| PROBLEM TO WORK ON |
Could you continue the obituary of foxhunter Gary Wenzel below, picking up after its last sentence?

| TEXT PASSAGE |
- Opening Delimiter -

August 2018

Lifelong foxhunter Gary Wenzel of Poplar Springs died on July 7. He was 67. Gary was an old-school local horseman who discovered foxhunting through the legendary stables of the Aitcheson family (on the aptly named Riding Stable Road) and their Iron Bridge Hounds. Wenzel was Laurel High School graduate who went on to earn a degree from the University of Maryland, College Park, and from there held a career in Beltsville at the United States Department of Agriculture’s Animal Research Center. Wenzel retired in 2005.

Wenzel was a freshman at UMD when he met his best friend and eventual wife Karen Kandra (Equiery photographer), who was also a freshman at the college. They met in the hunt field on a junior day in 1969 while he was an Iron Bridge member and she was a Goshen Hounds member. The couple purchased a farm together in Poplar Springs in the late 80s, and once it was all set up and organized, the two friends were married in 1989. And as true foxhunters do, they scheduled their wedding around the fixture card.

Wenzel organized his entire life around his first true passion, foxhunting. He carefully calibrated his work schedule so that he could take one day off each week during the hunting season. Wenzel had his own small private pack for a while. Back in the 1970s, he assembled a nice collection of good hunting older hounds drafted from packs such as Potomac, Deep Run and Blue Ridge. He was able to kennel them at Dr. James Smith’s Maiden’s Fancy Farm, and thus they were dubbed Maiden’s Fancy Hounds.  That pack was dispersed when territory disappeared.

- Closing Delimiter -

| DATA SHOWN |
- Opening Delimiter -

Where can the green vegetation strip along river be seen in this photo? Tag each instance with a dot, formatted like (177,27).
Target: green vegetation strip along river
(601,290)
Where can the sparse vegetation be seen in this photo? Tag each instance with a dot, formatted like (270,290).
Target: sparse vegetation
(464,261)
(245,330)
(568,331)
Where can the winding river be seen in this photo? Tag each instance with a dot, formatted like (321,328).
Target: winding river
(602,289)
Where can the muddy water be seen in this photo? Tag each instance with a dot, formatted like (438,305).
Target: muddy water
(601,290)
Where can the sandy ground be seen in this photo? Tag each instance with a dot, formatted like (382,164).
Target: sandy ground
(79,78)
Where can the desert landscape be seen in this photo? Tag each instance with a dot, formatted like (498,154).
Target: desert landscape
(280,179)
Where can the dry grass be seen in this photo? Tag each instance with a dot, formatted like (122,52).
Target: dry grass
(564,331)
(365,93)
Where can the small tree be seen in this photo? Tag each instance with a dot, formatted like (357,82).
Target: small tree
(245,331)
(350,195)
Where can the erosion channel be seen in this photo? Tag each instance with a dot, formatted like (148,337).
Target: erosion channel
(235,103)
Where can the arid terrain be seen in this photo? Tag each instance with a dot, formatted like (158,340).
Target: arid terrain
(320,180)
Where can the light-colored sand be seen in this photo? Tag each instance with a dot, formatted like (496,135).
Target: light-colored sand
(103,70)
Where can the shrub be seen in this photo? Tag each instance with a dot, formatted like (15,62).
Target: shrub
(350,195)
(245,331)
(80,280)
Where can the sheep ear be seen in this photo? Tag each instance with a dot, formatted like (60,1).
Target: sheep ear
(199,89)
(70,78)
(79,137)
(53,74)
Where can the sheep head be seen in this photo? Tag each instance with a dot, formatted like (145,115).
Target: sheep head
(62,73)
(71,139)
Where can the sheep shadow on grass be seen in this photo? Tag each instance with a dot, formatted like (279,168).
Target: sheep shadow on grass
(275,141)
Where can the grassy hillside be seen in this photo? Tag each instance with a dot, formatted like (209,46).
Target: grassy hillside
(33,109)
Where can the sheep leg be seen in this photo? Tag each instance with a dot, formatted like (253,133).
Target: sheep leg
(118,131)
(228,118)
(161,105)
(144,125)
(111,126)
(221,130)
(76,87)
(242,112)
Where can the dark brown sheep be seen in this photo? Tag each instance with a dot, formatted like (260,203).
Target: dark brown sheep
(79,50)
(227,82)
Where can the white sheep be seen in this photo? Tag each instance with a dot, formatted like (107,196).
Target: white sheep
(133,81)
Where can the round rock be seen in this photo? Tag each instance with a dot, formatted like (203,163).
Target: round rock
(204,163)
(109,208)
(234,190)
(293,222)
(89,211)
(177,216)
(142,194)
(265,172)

- Closing Delimiter -

| OUTPUT OF THE TASK |
In 1978, Wenzel began whipping-in with Goshen with Pat McDowell and eventual masters Rick Jones and Brian Pickett. “Gary was like a brother to me,” explained McDowell. “Those years whipping-in at Goshen were some of the happiest times for Gary. The four of us really did work as a team.” After huntsman Nick Hartung retired, the Wenzels followed the Bellwood Hunt, a private pack owned by friends Ralph and Barbara Miller in Pennsylvania.

Wenzel’s hunting career circled back to Iron Bridge, which had since merged with Howard County Hounds. With HCIBH, Wenzel was able to whip-in to another like-minded local horseman and good friend, huntsman Allen Forney. “He was so proud to whip-in to Allen,” says Karen, “those were some of the happiest hunting years of his life.”  After Forney retired as huntsman, Wenzel moved on to the Potomac Hunt Club and Genesee Valley in New York.